§ **Exercise requirements**: Everything in the entries below must be output exactly, apart from the pictures.
- - - -
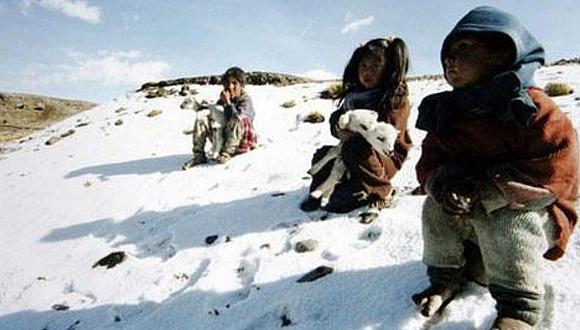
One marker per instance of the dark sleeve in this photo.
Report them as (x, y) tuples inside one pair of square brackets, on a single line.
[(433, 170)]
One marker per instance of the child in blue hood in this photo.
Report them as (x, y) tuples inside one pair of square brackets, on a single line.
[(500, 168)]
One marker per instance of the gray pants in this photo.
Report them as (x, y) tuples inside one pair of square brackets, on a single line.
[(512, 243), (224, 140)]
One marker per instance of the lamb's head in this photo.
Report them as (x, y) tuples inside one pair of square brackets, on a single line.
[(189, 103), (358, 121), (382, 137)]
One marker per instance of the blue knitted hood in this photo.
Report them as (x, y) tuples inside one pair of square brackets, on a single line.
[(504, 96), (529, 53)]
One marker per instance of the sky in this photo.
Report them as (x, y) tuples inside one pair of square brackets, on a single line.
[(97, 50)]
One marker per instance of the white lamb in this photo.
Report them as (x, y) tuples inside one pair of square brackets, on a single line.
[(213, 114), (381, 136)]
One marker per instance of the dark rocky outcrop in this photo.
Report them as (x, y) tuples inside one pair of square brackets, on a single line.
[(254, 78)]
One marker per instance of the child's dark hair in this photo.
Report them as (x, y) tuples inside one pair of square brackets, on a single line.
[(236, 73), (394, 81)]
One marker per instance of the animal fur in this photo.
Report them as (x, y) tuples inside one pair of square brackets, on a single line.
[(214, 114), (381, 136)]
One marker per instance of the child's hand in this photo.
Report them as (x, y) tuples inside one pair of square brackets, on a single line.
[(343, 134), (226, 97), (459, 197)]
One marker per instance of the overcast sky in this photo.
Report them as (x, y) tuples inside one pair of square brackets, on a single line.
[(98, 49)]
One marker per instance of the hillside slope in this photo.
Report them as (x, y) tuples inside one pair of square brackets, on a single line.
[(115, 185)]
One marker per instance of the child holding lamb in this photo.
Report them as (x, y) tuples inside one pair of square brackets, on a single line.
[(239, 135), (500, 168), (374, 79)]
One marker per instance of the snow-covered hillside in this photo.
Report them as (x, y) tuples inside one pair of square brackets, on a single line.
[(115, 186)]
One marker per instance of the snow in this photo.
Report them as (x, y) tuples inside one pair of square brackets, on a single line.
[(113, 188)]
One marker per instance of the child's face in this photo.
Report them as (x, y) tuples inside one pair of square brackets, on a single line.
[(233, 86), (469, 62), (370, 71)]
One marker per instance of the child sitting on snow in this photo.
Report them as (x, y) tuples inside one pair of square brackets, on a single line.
- - - -
§ **Task output**:
One marker per instance of the dark sleeve in this photo.
Report them as (x, y) tuples inside one pair of square brackets, on a single line.
[(433, 170)]
One marker per instance of the child in blue hood in this photo.
Report them as (x, y) tuples inside one pair of square brackets, on a single line.
[(500, 168)]
One marker per instance of the gray pants in this photo.
Report them as (x, y) tuples inside one pair of square brackets, on a single line.
[(512, 243), (224, 140)]
One marker per instance of the lamb's head in this photo.
Report them as (x, y) tuples inside one pair of square brackets, on a single line.
[(189, 103), (358, 121), (382, 137)]
One marker per instance of the blue knitted hood in this photo.
Report them as (x, y) tuples inside one pair of square brackets, on a single line.
[(504, 96), (529, 53)]
One marker per instance of the sky in this photo.
Report them as (x, y) tuples inside one pair of square brackets, on a single line.
[(97, 50)]
One marker per instance of the white lamb in this photo.
Report them as (x, y) tuples inside one pair of square brackets, on a single line.
[(213, 114), (381, 136)]
One marker per instance of the dark rocky outcrop in this photo.
Report them as (x, y) tuples inside one pair of square brackets, on a single line.
[(254, 78)]
One marker per instance of the child's dark hair in this photo.
Report them as (x, y) tuples inside one pair of square brackets, on a single line.
[(236, 73), (394, 81)]
One marker per instance of the animal fur in this photo.
Report them as (x, y) tuples inside one pair of square brackets, on a single line.
[(214, 114), (381, 136)]
One marker per instance of the child's hand in this photo.
Report them as (x, y) tuples inside one pair of square brackets, on a single line.
[(343, 134), (226, 97), (459, 197)]
One marker per instance of the overcast sky in this photo.
Report them as (x, y) tuples inside one pair of square brackets, on a single line.
[(98, 49)]
One marker per instance of the hillside slope in this photo.
Report them as (x, y) tuples inside one pair of square brackets, on a single line.
[(115, 185)]
One marker per instance of the child holding lamb in this photo.
Report them as (x, y) tuples inside one pair of square brackets, on a single line.
[(239, 135), (500, 168), (374, 79)]
One marker per instance of the snow-covered hillside in this photo.
Report them as (x, y) tuples inside one pair of square brackets, on a single line.
[(115, 186)]
One marker per instance of the snow in this photo.
Report them as (x, y) tuples inside one pair of square brackets, on a single line.
[(113, 188)]
One marker per instance of the child's face in this photo.
Report them as (x, y) tuples inside one pair of square brackets, on a single line.
[(233, 86), (469, 62), (370, 71)]
One marker per instance of the child sitting on snow in this photo.
Report them as (x, y) tuples inside one pair of square brackets, on a single line.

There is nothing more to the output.